Task to carry out - Resume the forum thread about running several Z scale trains independently, starting right after its last sentence.

Passage provided -
::::::::::

# LAYOUT HELP OR SUGGESTION NEEDED



## darticus (Sep 23, 2010)

I have made a small Z scale layout but want to build another in Z scale allowing 2 or 3 trains to run at the same time but each independent of the other. Can anyone tell me the procedure to isolate tracks so each train is separate. Maybe it should just be separate tracks not even connected. A yard would be connected but isolated on a separate transformer?
I would think if you build two or three tracks their radius tracks have to be different so other trains are not over the other track. Is there a picture or something I could follow to do this? Do I need a book? Three trains would be two running trains and a working yard. Anyone have any thoughts? *Any layouts I could follow?* I wanted to stay to a table 19.5 inches by 45.5 inches. Suggestions wanted Thanks Ron


----------



## CTValleyRR (Jul 26, 2014)

I don't know if there are DCC decoders small enough for Z scale, but that is certainly one solution.

Independent tracks would also work, obviously.

DC folks have been wiring isolated blocks to allow multiple trains to run for years. You simply gap the rails and insert something non-conductive to create a boundary between blocks. Each block requires its own transformer, and all trains in that block receive the same DC current. A train can cross between blocks, but it would instantly acquire the throttle setting in use in the new block (unlike DCC, where each locomotive's decoder provides the correct amount of power to the motor for that locomotive's speed setting).

20 by 46 should be plenty of space for several loops of different radii. I wouldn't think you'd need a book or anything, just sketch it on paper or use a computer design program.


----------



## darticus (Sep 23, 2010)

CTValleyRR said:


> I don't know if there are DCC decoders small enough for Z scale, but that is certainly one solution.
> 
> Independent tracks would also work, obviously.
> 
> ...



Thanks for your help. I will keep investigating. Ron


----------



## prrfan (Dec 19, 2014)

CTValleyRR said:


> I don't know if there are DCC decoders small enough for Z scale, but that is certainly one solution.
> 
> Independent tracks would also work, obviously.
> 
> ...


An excellent source of information on this type of block wiring can be found in The Complete Atlas Wiring Book. I used it when I built my first layout (HO) and it was invaluable. 
You might want to check with resources in the Z world to be sure the techniques will transfer with that equipment.


----------



## traction fan (Oct 5, 2014)

*Some info that might help you*



darticus said:


> I have made a small Z scale layout but want to build another in Z scale allowing 2 or 3 trains to run at the same time but each independent of the other. Can anyone tell me the procedure to isolate tracks so each train is separate. Maybe it should just be separate tracks not even connected. A yard would be connected but isolated on a separate transformer?
> I would think if you build two or three tracks their radius tracks have to be different so other trains are not over the other track. Is there a picture or something I could follow to do this? Do I need a book? Three trains would be two running trains and a working yard. Anyone have any thoughts? *Any layouts I could follow?* I wanted to stay to a table 19.5 inches by 45.5 inches. Suggestions wanted Thanks Ron


darticus; 

Reading the responses so far, it looks like your basic questions have been answered. By the way, yes, there are DCC decoders made for Z-scale. Using DCC would allow you to control each of your three locos independently even on a common track. Using DC you would need , as CTValley suggested, insulated gaps in both rail at the boundaries between loop 1 and loop 2 and loop three.

::::::::::

Material provided -
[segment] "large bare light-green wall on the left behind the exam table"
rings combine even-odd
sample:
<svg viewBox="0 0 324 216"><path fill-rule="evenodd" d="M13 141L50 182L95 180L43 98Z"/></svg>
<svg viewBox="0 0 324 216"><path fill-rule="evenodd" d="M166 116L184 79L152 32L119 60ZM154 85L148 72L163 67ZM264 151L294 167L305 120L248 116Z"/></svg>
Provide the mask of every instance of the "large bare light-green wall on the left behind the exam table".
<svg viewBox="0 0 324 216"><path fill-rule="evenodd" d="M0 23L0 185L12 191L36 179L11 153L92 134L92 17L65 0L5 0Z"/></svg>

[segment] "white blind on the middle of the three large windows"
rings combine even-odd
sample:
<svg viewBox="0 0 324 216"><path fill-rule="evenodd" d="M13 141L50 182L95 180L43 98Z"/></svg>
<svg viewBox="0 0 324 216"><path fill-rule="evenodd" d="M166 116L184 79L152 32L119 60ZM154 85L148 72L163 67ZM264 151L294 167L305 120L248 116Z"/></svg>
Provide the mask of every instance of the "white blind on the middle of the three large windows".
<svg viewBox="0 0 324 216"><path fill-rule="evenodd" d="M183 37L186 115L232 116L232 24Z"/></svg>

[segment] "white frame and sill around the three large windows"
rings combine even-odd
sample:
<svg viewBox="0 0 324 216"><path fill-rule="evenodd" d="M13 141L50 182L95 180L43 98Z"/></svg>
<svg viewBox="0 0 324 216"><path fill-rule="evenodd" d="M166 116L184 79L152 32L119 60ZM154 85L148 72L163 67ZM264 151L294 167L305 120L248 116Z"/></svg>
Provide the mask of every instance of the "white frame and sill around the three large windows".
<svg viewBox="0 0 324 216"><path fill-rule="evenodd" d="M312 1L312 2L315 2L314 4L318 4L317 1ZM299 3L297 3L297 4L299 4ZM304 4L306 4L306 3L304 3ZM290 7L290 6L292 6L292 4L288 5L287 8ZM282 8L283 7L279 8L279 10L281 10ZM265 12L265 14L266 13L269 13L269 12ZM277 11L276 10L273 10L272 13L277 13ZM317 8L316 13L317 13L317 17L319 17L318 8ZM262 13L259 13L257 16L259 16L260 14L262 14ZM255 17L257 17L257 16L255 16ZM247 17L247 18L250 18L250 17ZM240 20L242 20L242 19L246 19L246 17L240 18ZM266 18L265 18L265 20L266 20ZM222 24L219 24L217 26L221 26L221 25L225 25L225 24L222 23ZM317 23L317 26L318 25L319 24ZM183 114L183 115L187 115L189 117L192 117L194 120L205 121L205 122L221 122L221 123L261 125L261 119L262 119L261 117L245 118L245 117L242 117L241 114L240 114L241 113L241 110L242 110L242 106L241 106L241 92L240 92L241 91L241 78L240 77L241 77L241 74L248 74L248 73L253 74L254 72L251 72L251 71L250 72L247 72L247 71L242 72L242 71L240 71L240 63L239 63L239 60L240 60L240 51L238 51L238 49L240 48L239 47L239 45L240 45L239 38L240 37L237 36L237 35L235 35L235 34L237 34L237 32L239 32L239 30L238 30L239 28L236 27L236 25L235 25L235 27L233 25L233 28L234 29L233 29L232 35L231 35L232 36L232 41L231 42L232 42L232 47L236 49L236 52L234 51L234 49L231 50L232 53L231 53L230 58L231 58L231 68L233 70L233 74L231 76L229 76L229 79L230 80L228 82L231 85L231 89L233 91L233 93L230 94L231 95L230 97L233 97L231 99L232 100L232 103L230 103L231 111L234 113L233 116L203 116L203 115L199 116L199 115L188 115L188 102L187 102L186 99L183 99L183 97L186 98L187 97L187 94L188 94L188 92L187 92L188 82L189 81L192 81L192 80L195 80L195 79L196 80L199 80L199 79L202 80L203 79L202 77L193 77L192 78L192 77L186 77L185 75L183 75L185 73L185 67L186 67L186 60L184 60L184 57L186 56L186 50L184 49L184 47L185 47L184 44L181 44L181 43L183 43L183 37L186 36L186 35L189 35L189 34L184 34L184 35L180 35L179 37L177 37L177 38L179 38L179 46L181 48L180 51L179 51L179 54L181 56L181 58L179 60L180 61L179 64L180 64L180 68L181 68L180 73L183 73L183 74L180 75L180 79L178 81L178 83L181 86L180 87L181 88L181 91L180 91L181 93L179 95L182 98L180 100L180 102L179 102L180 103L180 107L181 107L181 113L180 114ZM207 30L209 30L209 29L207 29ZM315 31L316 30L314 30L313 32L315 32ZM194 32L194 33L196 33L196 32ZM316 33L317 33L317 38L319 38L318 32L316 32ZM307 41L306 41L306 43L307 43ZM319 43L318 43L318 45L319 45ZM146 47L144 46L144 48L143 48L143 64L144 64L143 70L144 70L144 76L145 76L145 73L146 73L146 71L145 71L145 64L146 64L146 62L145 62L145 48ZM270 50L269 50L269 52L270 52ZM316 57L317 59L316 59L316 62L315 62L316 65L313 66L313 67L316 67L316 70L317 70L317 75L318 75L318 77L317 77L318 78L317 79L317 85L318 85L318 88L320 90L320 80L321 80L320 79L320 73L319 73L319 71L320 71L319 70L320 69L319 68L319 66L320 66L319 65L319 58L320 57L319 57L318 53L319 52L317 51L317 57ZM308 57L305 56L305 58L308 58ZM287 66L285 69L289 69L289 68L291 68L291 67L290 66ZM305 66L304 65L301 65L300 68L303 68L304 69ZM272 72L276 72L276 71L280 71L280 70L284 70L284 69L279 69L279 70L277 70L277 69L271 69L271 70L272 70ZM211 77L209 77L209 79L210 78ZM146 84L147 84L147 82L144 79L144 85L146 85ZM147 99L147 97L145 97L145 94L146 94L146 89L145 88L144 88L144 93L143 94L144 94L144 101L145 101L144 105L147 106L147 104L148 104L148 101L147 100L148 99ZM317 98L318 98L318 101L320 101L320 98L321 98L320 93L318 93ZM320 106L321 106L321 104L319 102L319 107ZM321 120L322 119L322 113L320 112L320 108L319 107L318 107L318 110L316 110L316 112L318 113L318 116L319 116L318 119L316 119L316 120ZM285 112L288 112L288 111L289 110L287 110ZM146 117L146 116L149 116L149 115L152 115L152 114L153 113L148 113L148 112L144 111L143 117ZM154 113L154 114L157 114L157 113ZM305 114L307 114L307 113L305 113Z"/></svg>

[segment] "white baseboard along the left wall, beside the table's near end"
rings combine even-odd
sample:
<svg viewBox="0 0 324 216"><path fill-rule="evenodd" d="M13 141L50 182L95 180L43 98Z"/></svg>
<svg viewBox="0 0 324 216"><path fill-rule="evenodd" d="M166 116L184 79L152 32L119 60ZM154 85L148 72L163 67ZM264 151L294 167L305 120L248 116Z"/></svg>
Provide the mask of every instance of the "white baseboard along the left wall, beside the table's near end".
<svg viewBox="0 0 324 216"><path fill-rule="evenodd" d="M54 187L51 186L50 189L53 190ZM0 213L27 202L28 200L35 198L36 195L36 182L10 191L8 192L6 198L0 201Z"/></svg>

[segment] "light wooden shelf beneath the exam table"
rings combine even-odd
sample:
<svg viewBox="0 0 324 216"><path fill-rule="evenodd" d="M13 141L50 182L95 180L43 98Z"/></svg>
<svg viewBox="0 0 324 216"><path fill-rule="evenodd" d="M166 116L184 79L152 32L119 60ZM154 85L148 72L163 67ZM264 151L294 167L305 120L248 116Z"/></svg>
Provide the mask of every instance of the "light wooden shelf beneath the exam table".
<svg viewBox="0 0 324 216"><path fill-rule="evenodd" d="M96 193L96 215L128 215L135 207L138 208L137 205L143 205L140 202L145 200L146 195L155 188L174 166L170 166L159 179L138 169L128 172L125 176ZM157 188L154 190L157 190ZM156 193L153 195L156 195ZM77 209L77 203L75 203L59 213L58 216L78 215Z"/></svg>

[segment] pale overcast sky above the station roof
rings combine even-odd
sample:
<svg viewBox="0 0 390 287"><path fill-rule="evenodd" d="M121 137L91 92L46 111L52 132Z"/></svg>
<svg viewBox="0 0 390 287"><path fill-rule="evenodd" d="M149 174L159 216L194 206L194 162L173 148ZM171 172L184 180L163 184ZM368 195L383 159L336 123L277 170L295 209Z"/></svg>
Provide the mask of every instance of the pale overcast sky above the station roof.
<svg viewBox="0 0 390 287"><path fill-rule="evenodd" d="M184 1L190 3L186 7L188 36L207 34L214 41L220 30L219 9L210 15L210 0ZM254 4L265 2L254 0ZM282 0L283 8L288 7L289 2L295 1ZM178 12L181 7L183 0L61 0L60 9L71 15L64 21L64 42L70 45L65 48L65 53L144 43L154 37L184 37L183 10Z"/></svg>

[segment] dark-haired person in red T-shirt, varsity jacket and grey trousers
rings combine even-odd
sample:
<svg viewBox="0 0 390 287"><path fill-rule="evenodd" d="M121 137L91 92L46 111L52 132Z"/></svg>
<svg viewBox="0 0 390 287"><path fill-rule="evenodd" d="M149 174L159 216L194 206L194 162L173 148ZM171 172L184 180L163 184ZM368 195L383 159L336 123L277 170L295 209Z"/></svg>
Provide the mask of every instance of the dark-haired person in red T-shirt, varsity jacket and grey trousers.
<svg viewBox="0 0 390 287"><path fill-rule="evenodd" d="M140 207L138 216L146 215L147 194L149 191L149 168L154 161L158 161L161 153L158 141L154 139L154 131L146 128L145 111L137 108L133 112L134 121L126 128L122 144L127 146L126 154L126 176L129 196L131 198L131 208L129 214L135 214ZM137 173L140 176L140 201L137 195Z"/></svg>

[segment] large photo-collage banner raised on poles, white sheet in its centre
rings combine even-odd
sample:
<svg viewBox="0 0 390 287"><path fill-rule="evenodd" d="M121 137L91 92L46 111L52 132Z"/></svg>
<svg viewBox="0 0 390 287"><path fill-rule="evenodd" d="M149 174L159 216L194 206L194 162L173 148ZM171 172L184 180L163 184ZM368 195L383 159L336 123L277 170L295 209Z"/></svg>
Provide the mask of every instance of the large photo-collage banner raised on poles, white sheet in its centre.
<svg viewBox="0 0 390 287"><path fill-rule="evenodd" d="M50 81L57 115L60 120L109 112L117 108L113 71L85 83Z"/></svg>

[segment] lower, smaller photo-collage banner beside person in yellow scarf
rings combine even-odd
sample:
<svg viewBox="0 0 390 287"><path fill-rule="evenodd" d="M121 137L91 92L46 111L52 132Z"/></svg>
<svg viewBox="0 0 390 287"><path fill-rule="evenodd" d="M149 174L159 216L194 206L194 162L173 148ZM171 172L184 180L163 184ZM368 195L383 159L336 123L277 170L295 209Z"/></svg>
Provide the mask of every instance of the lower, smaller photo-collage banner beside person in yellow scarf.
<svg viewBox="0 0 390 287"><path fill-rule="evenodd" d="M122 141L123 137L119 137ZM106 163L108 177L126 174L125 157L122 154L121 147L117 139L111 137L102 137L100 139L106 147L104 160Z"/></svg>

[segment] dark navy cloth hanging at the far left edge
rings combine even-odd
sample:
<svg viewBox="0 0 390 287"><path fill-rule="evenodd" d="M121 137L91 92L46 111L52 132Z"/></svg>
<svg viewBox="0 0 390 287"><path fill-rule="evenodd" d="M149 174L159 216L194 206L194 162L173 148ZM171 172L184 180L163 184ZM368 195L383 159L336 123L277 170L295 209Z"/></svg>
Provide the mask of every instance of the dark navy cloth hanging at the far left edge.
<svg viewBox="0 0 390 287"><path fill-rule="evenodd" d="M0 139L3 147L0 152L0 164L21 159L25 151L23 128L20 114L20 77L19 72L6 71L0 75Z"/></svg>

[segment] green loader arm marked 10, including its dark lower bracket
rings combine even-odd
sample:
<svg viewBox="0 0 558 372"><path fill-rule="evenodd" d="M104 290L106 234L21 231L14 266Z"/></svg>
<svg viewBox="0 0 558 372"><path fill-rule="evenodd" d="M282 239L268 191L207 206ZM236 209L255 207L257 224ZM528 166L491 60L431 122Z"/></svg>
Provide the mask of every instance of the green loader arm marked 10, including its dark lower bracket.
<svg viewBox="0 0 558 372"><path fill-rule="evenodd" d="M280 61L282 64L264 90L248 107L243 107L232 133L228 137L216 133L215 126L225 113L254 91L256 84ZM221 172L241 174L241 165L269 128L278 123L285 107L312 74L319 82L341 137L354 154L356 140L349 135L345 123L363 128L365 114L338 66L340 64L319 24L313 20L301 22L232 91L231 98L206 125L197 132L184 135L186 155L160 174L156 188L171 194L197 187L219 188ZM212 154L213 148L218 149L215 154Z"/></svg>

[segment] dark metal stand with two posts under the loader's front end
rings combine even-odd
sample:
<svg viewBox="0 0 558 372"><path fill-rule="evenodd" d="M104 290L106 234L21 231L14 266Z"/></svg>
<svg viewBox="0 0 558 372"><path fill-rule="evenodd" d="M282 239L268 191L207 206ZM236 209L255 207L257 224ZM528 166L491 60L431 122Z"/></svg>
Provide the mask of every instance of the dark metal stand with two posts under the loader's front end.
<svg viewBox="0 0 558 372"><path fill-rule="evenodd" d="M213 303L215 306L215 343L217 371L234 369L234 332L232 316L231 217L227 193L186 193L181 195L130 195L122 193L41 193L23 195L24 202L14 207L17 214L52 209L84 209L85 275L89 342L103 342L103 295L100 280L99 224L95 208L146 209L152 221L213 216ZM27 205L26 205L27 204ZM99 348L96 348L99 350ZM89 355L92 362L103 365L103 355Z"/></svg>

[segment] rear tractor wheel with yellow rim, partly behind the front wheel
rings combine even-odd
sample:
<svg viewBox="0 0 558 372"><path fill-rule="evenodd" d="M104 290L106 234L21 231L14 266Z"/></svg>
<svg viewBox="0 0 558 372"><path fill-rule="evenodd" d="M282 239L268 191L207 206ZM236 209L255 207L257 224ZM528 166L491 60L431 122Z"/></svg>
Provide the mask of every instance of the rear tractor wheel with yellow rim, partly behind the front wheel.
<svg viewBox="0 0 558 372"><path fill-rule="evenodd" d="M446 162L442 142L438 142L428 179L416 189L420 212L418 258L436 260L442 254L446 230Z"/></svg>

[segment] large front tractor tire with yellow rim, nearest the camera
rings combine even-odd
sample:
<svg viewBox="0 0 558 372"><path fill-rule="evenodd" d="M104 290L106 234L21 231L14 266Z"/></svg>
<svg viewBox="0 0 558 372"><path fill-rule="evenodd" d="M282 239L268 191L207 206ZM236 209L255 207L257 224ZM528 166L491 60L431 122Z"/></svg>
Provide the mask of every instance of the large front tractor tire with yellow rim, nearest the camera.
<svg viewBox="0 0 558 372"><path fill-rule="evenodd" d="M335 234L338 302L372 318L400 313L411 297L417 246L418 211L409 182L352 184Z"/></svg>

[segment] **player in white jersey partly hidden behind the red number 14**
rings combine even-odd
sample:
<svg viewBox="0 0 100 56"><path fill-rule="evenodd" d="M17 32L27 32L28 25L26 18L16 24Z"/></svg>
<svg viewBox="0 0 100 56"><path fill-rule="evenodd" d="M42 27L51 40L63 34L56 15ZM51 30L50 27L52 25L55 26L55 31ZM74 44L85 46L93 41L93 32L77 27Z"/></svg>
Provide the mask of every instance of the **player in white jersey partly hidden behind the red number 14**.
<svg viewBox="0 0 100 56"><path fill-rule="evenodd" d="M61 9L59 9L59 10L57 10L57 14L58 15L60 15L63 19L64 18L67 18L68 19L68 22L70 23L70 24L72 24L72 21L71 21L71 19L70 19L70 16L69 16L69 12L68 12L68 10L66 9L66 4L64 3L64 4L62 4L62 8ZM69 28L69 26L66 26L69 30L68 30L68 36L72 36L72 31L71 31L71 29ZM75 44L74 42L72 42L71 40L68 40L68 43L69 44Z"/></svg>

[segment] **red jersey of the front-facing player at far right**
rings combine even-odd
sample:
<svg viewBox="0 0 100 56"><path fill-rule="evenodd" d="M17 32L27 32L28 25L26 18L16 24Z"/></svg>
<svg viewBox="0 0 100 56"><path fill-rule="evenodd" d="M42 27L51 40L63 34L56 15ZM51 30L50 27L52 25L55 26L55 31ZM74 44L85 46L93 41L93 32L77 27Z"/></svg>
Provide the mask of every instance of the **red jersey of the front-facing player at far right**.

::::::::::

Answer to this problem -
There is a very good book available that covers wiring for DC and DCC along with a dozen other model railroading subjects. The book uses simple text, and many color photos. I recommend it as a good first "How to book." title "Introduction to Model Railroading" author Jeff Wilson, available at https://kalmbachhobbystore.com/products/books 
I'm also sending these two links/attachments to you. Both are articles I wrote for the "Beginner's Q&A" section of this forum. I think they might help you. When you get to the track planning stage, check out the "Layout Design" section of the forum. It has lots of good info on track plans. 

Good luck;

Traction Fan:smilie_daumenpos:

View attachment WHERE DO I START.pdf


View attachment MODEL RAILROADING ON A BUDGET.pdf


----------



## darticus (Sep 23, 2010)

traction fan said:


> darticus;
> 
> Reading the responses so far, it looks like your basic questions have been answered. By the way, yes, there are DCC decoders made for Z-scale. Using DCC would allow you to control each of your three locos independently even on a common track. Using DC you would need , as CTValley suggested, insulated gaps in both rail at the boundaries between loop 1 and loop 2 and loop three.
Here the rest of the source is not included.